-- WHAT IS REQUIRED --
Copy out each line in the items below that contains the string "positive".

-- EXCERPTED RECORDS --
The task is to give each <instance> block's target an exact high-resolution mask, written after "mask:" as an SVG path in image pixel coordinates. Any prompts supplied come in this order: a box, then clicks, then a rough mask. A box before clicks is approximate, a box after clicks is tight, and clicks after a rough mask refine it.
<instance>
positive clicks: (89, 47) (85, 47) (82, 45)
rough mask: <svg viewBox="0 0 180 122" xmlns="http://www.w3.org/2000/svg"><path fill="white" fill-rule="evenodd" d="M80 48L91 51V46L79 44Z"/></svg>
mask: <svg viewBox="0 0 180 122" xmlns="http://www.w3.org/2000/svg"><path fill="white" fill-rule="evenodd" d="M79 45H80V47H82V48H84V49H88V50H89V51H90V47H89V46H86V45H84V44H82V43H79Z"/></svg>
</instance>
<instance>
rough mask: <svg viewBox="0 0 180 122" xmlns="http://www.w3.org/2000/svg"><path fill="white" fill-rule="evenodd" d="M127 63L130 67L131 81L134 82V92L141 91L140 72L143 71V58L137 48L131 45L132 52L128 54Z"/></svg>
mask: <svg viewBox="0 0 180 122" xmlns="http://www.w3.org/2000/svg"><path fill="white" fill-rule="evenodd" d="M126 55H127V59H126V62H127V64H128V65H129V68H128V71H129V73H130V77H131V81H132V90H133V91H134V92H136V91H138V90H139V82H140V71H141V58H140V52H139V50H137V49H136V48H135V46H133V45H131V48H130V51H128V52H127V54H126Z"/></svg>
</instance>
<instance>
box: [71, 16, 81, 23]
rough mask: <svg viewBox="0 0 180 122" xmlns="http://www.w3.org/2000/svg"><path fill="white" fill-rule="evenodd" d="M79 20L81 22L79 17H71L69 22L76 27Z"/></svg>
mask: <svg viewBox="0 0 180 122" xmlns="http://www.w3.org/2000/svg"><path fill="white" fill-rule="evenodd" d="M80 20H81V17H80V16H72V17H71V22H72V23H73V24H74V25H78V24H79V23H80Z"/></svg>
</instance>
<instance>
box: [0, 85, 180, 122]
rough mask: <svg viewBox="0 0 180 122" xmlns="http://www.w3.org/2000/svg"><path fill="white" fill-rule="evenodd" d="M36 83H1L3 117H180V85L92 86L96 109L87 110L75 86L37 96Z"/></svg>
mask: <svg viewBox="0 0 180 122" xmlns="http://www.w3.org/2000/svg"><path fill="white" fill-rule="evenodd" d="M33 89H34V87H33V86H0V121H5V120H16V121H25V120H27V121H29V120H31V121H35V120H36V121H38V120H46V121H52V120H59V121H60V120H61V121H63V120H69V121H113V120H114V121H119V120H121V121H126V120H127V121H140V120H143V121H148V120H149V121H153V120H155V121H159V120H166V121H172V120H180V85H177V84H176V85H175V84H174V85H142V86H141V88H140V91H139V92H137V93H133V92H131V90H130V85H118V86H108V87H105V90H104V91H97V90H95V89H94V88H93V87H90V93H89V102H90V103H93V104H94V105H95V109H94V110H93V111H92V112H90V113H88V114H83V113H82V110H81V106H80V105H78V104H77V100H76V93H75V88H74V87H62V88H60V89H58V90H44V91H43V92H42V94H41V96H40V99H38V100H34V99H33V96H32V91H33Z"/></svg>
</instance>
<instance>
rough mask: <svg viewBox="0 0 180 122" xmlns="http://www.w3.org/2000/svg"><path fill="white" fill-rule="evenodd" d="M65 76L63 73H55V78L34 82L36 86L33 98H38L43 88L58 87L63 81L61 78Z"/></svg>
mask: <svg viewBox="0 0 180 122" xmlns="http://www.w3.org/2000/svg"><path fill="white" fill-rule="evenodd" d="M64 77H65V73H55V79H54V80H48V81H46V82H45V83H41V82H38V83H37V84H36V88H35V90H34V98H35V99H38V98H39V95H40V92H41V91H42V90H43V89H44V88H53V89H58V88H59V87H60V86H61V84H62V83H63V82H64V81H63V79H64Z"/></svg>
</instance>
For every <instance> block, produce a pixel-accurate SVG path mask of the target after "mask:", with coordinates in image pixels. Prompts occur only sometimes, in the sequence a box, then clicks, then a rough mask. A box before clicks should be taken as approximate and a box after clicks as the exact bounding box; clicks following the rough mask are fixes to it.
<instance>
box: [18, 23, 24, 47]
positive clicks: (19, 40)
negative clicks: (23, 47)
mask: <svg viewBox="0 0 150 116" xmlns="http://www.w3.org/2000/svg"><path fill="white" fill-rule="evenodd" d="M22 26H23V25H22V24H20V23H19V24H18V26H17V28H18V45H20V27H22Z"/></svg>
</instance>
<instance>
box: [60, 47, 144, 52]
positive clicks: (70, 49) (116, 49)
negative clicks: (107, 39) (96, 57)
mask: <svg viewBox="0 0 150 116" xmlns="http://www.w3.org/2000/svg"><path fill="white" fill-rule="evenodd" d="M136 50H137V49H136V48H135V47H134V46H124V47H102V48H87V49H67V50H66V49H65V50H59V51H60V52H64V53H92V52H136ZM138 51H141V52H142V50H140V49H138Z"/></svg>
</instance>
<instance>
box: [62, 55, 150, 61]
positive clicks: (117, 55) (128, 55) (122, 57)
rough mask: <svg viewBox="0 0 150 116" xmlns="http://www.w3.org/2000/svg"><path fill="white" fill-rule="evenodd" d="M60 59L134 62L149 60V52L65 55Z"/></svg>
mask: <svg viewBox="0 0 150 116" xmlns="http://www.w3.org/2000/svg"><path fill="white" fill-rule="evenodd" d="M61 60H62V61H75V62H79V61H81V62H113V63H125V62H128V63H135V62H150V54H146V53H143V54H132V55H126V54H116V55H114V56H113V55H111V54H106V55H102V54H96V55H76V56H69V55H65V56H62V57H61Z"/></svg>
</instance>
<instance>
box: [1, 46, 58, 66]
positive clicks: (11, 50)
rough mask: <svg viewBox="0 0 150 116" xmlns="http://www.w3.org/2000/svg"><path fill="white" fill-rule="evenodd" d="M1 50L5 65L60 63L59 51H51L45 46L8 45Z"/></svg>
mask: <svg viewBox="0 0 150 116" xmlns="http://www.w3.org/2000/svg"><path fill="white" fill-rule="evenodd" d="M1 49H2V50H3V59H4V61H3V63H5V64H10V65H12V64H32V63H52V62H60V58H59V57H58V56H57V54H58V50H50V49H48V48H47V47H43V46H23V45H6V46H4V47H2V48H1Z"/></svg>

-- WRITTEN RESPONSE --
positive clicks: (89, 47) (85, 47) (82, 45)
positive clicks: (19, 40)
positive clicks: (70, 49) (116, 49)
positive clicks: (117, 55) (128, 55) (122, 57)
positive clicks: (11, 50)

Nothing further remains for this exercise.